Given request:
Pick out and copy every line in the listing below that contains the word "girl". Matching is case-sensitive.
########################################
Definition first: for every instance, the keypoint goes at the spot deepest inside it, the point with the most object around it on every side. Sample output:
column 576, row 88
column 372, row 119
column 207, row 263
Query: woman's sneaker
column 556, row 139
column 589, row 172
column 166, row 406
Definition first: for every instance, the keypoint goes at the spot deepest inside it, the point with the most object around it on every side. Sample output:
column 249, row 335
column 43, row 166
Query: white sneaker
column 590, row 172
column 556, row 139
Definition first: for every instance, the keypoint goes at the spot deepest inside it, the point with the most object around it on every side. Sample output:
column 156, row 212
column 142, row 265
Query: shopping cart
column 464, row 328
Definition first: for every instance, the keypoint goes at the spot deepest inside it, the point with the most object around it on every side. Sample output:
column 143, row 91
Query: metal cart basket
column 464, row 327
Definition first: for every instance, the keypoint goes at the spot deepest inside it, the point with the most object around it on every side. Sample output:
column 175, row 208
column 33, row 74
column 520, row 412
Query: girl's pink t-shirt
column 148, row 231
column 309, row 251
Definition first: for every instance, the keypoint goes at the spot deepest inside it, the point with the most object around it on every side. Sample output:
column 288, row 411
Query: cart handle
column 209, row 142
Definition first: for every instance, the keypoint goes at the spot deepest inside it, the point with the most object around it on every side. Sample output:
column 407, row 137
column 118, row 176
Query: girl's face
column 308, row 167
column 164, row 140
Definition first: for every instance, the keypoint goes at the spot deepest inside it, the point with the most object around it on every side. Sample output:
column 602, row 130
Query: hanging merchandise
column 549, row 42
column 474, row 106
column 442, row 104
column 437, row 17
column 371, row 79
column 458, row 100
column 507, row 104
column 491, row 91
########################################
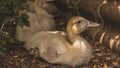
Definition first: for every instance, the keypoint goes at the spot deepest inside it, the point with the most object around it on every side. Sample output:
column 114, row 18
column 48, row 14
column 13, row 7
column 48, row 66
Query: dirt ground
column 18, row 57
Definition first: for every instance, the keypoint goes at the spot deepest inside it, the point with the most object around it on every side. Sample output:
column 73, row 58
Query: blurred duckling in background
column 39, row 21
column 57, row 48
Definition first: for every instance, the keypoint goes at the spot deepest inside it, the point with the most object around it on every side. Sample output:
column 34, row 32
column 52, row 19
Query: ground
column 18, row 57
########################################
Exercise answer:
Query: girl's pink t-shirt
Query: girl's face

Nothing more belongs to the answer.